**Requirement:**
Please rewrite the lines of each item below, replacing "yellow flower cluster" with "white flower cluster" and keeping everything else unchanged. Leave the pictures out of your answer.

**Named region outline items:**
## Start
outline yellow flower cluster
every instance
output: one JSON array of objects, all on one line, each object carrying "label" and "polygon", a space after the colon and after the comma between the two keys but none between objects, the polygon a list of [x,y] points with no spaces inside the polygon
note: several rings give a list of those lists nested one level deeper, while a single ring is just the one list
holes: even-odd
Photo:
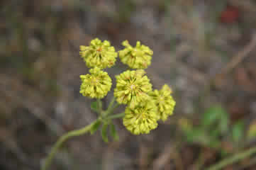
## End
**Solved exercise:**
outline white flower cluster
every instance
output: one JSON array of objects, all on one line, each object carrying "label" and "polygon", a space after the colon and after the comma between the two keys but none between objects, the polygon a list of [x,y] points with no spaces inside the polygon
note: several rings give a list of those lists nested one level deeper, while a single ring is just the one list
holes: even-odd
Photo:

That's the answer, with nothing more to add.